**ESTRATTO DEL TESTO:**
Ai Qualificatores del Sant’Uffizio arrivano alcune denunce a discapito di una certa Giovanna Maria Podda, la strega di Cagliari, una donna di quasi 60 anni, nativa di Guasila dotata di poteri paranormali e adoratrice del demonio: definita al tempo con il termine di bruxia: considerata dall’inquisizione spagnola in Sardegna hezechiera supersticiosa, malefica nonché idolatra del demonio.

Quando arriva il primo dei 14 verbali, nell'anno del Signore 1734; verbali custoditi presso l'arcivescovile di Cagliari, riporta la denuncia di un subdiacono Antonio Maria Carta, nativo di Sorgono, il quale dichiara di aver visto Maria Podda camminare in modo sospetto per le strade del quartiere Stampace di Cagliari, precisamente in Via San Bernardo. La donna scalza tracciava dei segni forse di natura esoterica  per terra.

La presunta strega ammette delle sue pratiche malefiche (ma non sappiamo se la sua confessione viene fatta sotto tortura). Dichiara di aver usato del sangue mestruale per infatuare proprio Antonio Maria Carta. L'uomo si era avvicinato alla strega per guarire da una malattia.

 La pozione magica realizzata da Maria Podda prevedeva acqua con lo sputo di una fattucchiera, che Antonio bevette. Il subdiacono dichiara che tale pozione magica abbia migliorato la sua salute fino ad allora cagionevole.

Nell’aprile del 1738, il parroco di Selegas invia una lettera al Santo Uffizio, in cui riporta la deposizione di Rosa Chicu, la quale racconta che Maria Podda si presenta nella sua dimora, sapendo che la donna rischiava di essere licenziata dal padrone dell’osteria dove lavorava. La megera sotto compenso di 7 soldi, dice che può aiutarla a non perdere il lavoro. Il rimedio è quello di prendere tre pietre da tre crocevia nella giornata di Pasqua e consegnarle alla Podda.

Un altro sacerdote, Thomas Atiana di Senorbì, spedisce un verbale, nel quale Maestro Orrù ha denunciato Maria Podda, in quanto la strega intende guarire la moglie attraverso pratiche magiche. Anche in questo caso la donna pretende un compenso in denaro , minacciandoli di scagliargli le sue arti magiche se questi si fossero confidati.

Ma le denunce a carico di Giovanna Maria Podda non finiscono qui: Giuseppe Salis, frate e minimo Calificador del Sant’Uffizio, segnala la deposizione di Domenico Porqueddu, che nell'aprile del 1741 riferisce che 2 anni prima la presente strega riesce a eludere l'arresto di un individuo grazie alla sua arte magica, mediante rituali basati con terra e ossa umane. Porqueddu era residente a Suelli ma nativo di Cagliari.

**ATTIVITÀ DA SVOLGERE:**
1: Rispondi alle domande sul testo della strega di Cagliari.
(a) In quale via Antonio Maria Carta dice di aver visto camminare Maria Podda?
(b) Quale compenso chiede la donna a Rosa Chicu?
(c) In quale paese risiedeva Domenico Porqueddu?
2: Prosegui il testo sulla strega di Cagliari a partire dall'ultima frase riportata.

Dati raccolti:

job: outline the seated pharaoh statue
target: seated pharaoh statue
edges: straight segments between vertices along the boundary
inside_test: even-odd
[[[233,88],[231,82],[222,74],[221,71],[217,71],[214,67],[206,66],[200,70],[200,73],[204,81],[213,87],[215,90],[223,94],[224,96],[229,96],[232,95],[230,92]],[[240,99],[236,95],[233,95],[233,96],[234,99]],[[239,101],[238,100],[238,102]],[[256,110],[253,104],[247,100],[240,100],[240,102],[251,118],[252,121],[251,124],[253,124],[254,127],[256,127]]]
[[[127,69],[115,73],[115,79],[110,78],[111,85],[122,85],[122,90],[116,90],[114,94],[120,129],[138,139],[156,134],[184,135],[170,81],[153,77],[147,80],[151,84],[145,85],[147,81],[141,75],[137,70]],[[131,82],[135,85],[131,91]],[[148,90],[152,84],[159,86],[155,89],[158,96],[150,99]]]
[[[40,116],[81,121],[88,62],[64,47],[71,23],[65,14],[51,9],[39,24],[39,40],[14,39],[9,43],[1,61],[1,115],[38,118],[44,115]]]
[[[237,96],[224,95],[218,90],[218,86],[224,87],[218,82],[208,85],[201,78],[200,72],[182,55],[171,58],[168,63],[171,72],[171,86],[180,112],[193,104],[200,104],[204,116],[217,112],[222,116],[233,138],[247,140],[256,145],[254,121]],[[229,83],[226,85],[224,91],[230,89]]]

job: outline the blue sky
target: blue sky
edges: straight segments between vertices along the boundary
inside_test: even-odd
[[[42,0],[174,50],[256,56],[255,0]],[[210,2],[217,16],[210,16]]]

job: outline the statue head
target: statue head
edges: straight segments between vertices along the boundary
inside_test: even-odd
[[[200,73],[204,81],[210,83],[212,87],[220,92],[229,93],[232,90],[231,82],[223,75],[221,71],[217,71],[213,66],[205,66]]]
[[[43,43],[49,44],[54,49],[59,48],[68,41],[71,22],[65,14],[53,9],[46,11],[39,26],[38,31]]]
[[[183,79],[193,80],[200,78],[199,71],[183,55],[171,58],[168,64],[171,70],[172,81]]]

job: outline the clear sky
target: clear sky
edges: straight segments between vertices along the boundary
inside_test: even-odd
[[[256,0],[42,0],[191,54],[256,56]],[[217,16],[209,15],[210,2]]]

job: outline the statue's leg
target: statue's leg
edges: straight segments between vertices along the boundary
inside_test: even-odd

**RISPOSTE SCRITTE:**
1:
(a) In Via San Bernardo, nel quartiere Stampace di Cagliari.
(b) 7 soldi.
(c) A Suelli.

2:
In un comune non lontano da Cagliari a San Sperate, il parroco del paese Antiogo Sechy,  denuncia Giovanna Maria Podda, tramite confessione di una certa Giovanna Hecca. Ormai anche per vie traverse è solamente con il passaparola delle persone la donna è sempre la prima indiziata.

Sempre nello stesso paese l'ennesimo curato Antonio Puera (da notare come i cognomi sono di chiara origine spagnola), si accanisce contro Maria inviando diversi verbali con deposizioni di suoi concittadini, all’Arcivescovado di Cagliari.

Le querele ai danni della donna vanno avanti per 4 anni dal 1738 al 1742, denunce di basso livello, al punto da mettere in mezzo del bestiame nelle pratiche esoteriche di Giovanna Maria. Ma a quanto sembra tutto questo era più che sufficiente per portare avanti una inquisizione.

Il 19 aprile del 1742,  Lucia Figus dichiara che Maria libera il figlio dal malocchio. La presunta strega libera il bambino dal malocchio tenendolo tra le braccia e soffiando sulla bocca., quindi si fece portare una scodella, dell’acqua, mettendo all'interno, e recitando dei brebus (antiche parole magiche della Sardegna).

Il parroco di San Sperate verbalizza ogni confessione da parte delle concittadine per poi spedirle all'Arcivescovato di Cagliari. Non si spiega perché le persone che avevano ricevuto dei benefici da parte di Giovanna andavano sistematicamente a denunciarla. 

Ancora più oscura è la fine che ha fatto la donna: fatta sparire volontariamente o da qualcuno o allontanata da ogni paese della Sardegna. Quel che certo che a distanza di 300 anni è possibile reperire le denunce di stregoneria a suoi danni nell'archivi storici dell'isola.